Source records
━━━━

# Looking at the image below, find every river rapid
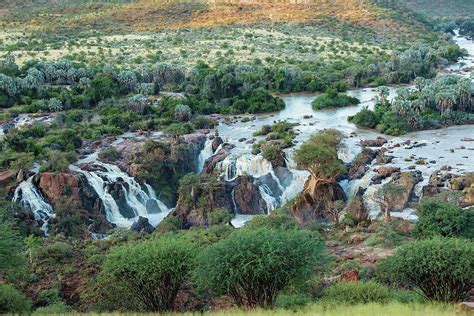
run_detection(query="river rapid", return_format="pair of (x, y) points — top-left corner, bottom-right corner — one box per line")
(9, 34), (474, 233)
(211, 33), (474, 226)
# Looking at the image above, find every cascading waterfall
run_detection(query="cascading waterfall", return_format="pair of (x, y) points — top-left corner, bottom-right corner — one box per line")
(218, 155), (309, 219)
(69, 161), (170, 227)
(197, 139), (214, 173)
(13, 175), (55, 235)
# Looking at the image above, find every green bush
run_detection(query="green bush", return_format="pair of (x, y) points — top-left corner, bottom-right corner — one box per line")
(367, 223), (406, 248)
(33, 242), (73, 263)
(101, 236), (195, 312)
(195, 229), (324, 307)
(348, 106), (379, 128)
(413, 198), (474, 239)
(311, 92), (360, 110)
(275, 294), (311, 312)
(0, 284), (31, 314)
(0, 218), (27, 278)
(33, 302), (74, 315)
(323, 281), (391, 305)
(377, 237), (474, 302)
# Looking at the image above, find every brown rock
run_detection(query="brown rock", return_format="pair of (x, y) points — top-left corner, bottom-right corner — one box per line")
(360, 137), (387, 147)
(349, 148), (377, 180)
(360, 255), (378, 264)
(234, 176), (267, 215)
(375, 166), (400, 179)
(0, 170), (16, 187)
(339, 270), (359, 282)
(349, 235), (364, 244)
(385, 172), (421, 211)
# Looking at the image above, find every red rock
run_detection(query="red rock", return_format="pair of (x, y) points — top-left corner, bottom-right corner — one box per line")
(349, 235), (364, 244)
(360, 255), (378, 264)
(0, 170), (16, 186)
(339, 270), (359, 282)
(38, 172), (80, 200)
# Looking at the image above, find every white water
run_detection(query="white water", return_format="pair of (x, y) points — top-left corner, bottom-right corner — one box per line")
(218, 35), (474, 225)
(69, 155), (170, 228)
(13, 176), (55, 235)
(0, 114), (54, 137)
(197, 139), (214, 173)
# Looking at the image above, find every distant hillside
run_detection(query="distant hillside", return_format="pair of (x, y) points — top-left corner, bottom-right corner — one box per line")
(387, 0), (474, 19)
(0, 0), (430, 34)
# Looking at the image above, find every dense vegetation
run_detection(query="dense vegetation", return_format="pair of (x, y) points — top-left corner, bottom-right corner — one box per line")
(349, 76), (474, 135)
(311, 91), (360, 110)
(0, 0), (474, 315)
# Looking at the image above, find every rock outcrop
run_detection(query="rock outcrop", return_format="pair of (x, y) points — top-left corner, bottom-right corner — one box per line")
(349, 148), (377, 180)
(360, 137), (387, 147)
(384, 171), (422, 211)
(233, 176), (267, 215)
(291, 177), (345, 225)
(202, 143), (235, 174)
(34, 172), (112, 234)
(130, 216), (155, 234)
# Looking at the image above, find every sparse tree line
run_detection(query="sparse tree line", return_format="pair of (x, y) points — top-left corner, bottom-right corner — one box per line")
(349, 76), (474, 135)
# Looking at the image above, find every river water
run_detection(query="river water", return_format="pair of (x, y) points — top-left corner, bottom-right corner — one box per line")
(212, 34), (474, 226)
(11, 34), (474, 232)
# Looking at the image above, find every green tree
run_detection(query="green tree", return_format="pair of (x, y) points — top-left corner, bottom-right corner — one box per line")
(101, 236), (195, 312)
(295, 130), (346, 183)
(378, 237), (474, 303)
(413, 198), (474, 239)
(0, 222), (27, 278)
(195, 228), (324, 307)
(0, 284), (31, 315)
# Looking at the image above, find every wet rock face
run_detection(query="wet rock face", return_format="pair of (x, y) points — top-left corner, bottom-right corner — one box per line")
(202, 143), (235, 174)
(344, 196), (369, 225)
(212, 136), (224, 152)
(34, 172), (112, 233)
(170, 175), (233, 229)
(360, 137), (387, 147)
(108, 179), (137, 218)
(234, 176), (267, 215)
(349, 148), (377, 180)
(385, 171), (422, 211)
(291, 177), (346, 225)
(130, 216), (155, 234)
(372, 166), (400, 184)
(0, 170), (16, 187)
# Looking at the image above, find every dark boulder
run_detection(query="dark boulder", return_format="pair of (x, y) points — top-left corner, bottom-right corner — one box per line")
(233, 176), (268, 215)
(130, 216), (155, 234)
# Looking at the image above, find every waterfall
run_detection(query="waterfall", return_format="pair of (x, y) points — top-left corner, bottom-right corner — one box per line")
(13, 175), (55, 235)
(69, 158), (169, 228)
(218, 155), (309, 213)
(258, 184), (280, 213)
(218, 155), (273, 181)
(197, 139), (214, 173)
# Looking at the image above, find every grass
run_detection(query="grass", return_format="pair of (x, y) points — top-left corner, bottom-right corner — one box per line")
(197, 303), (461, 316)
(75, 302), (462, 316)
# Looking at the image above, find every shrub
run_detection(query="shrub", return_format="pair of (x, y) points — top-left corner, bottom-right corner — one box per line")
(174, 104), (191, 122)
(348, 107), (379, 128)
(101, 236), (195, 312)
(311, 92), (360, 110)
(33, 242), (73, 263)
(377, 237), (474, 302)
(275, 294), (311, 312)
(413, 198), (474, 238)
(367, 223), (406, 248)
(195, 229), (323, 307)
(324, 281), (391, 305)
(0, 219), (26, 278)
(33, 302), (74, 315)
(0, 284), (31, 314)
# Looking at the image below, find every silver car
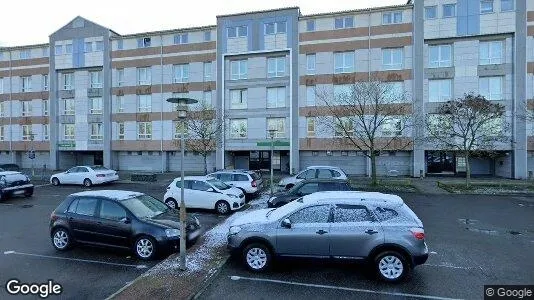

━━━━

**GIVEN REQUEST**
Please copy the material above line for line, leaving out the pictures.

**REPLY TO THE EXERCISE**
# Looking at the image below, find every river rapid
run_detection(query="river rapid", return_format="pair of (x, y) points — top-left corner, bottom-right corner — one box per line")
(9, 34), (474, 233)
(211, 33), (474, 226)
# Looking at the image above, find every cascading waterfall
run_detection(query="cascading waterfall", return_format="pair of (x, y) points — top-left corner, bottom-right corner — one box per line")
(218, 155), (309, 219)
(69, 161), (170, 227)
(197, 139), (214, 173)
(13, 175), (55, 235)
# Looking at the image above, find every green bush
run_detection(query="green bush", return_format="pair of (x, y) points — top-left corner, bottom-right corner — one box per line")
(367, 223), (406, 248)
(33, 242), (73, 263)
(101, 236), (195, 312)
(195, 229), (324, 307)
(348, 106), (379, 128)
(413, 198), (474, 239)
(311, 92), (360, 110)
(275, 294), (311, 312)
(0, 284), (31, 314)
(0, 218), (27, 278)
(33, 302), (74, 315)
(323, 281), (391, 305)
(377, 237), (474, 302)
# Looking at the image above, find every brown rock
run_detection(query="brown rock", return_format="pair of (x, y) points — top-left corner, bottom-right corner — one box per line")
(360, 137), (387, 147)
(349, 148), (377, 180)
(360, 255), (378, 264)
(234, 176), (267, 215)
(375, 166), (400, 179)
(0, 170), (16, 187)
(339, 270), (359, 282)
(349, 235), (364, 244)
(385, 172), (421, 211)
# Looking at the image above, find every red rock
run_detection(query="red rock", return_format="pair of (x, y) points — top-left corner, bottom-right corner — one box per line")
(349, 235), (364, 244)
(360, 255), (378, 264)
(0, 170), (16, 186)
(339, 270), (359, 282)
(38, 172), (80, 200)
# Looking at the image above, find every white water
run_detection(query="white water", return_format="pair of (x, y) points — top-left corner, bottom-right corner — one box per line")
(218, 35), (474, 225)
(69, 155), (170, 228)
(13, 176), (55, 235)
(0, 114), (54, 137)
(197, 139), (214, 173)
# Looking at the image above, find every distant hillside
run_detection(query="distant hillside", return_format="pair of (x, y) points — top-left corner, bottom-right corner — one box per line")
(387, 0), (474, 19)
(0, 0), (430, 34)
# Looking at the image above, find every dense vegetation
run_detection(query="dense vegetation", return_format="pair of (x, y) points — top-left corner, bottom-right corner — one box per line")
(349, 76), (474, 135)
(311, 91), (360, 110)
(0, 0), (474, 315)
# Looking at the image above, find every rock outcrop
run_detection(query="rock outcrop", return_format="pair of (x, y) points — top-left corner, bottom-right corner — one box per line")
(349, 148), (377, 180)
(360, 137), (387, 147)
(384, 171), (422, 211)
(233, 176), (267, 215)
(291, 177), (345, 225)
(202, 143), (235, 174)
(34, 172), (112, 234)
(130, 216), (155, 234)
# Looking at the image above, find every sparse tree line
run_detection(query="sparse tree line", return_format="pair of (x, y) points — top-left corner, bottom-right corner — one box per line")
(349, 76), (474, 135)
# Looking at the image above, find every river water
run_detection(query="river water", return_format="pair of (x, y) points — top-left corner, bottom-right corner — one box per line")
(212, 34), (474, 226)
(11, 34), (474, 232)
# Looking at the image above, find every green tree
run_detection(query="green tree", return_format="pair of (x, y) points — top-left corner, bottom-right corner — one box per line")
(101, 236), (195, 312)
(295, 130), (346, 183)
(378, 237), (474, 303)
(413, 198), (474, 239)
(0, 222), (27, 278)
(195, 228), (324, 307)
(0, 284), (31, 315)
# Looking at the image above, find every wet rock face
run_detection(query="wet rock face", return_format="pair of (x, y) points — top-left corner, bottom-right corner — one box per line")
(202, 143), (235, 174)
(344, 196), (369, 225)
(212, 136), (224, 152)
(34, 172), (112, 233)
(170, 175), (233, 229)
(360, 137), (387, 147)
(108, 179), (137, 218)
(234, 176), (267, 215)
(349, 148), (377, 180)
(385, 171), (422, 211)
(291, 177), (346, 225)
(130, 216), (155, 234)
(372, 166), (400, 184)
(0, 170), (16, 187)
# Looking at the image above, find every dark boulder
run_detection(query="dark boulder", return_format="pair of (x, y) points — top-left corner, bottom-right corner — one box per line")
(233, 176), (268, 215)
(130, 216), (155, 234)
# Looking at the image above, find every waterfall
run_detection(query="waterfall", return_format="pair of (x, y) points — top-left corner, bottom-right corner — one box per line")
(13, 175), (55, 235)
(69, 158), (169, 228)
(218, 155), (309, 213)
(258, 184), (280, 213)
(218, 155), (273, 181)
(197, 139), (214, 173)
# Looking at the image above, find every grass
run_detection(query="grass", return_format="pair of (x, y) points — top-left corner, bottom-right corner — one box per line")
(197, 303), (461, 316)
(75, 302), (462, 316)
# Looking at the image above, find every shrub
run_detection(query="shrub", return_format="pair of (x, y) points — top-left corner, bottom-right corner — one box per line")
(174, 104), (191, 122)
(348, 107), (379, 128)
(101, 236), (195, 312)
(311, 92), (360, 110)
(33, 242), (73, 263)
(377, 237), (474, 302)
(275, 294), (311, 312)
(413, 198), (474, 238)
(367, 223), (406, 248)
(195, 229), (323, 307)
(324, 281), (391, 305)
(0, 219), (26, 278)
(33, 302), (74, 315)
(0, 284), (31, 314)
# Looking at the image below, find every silver car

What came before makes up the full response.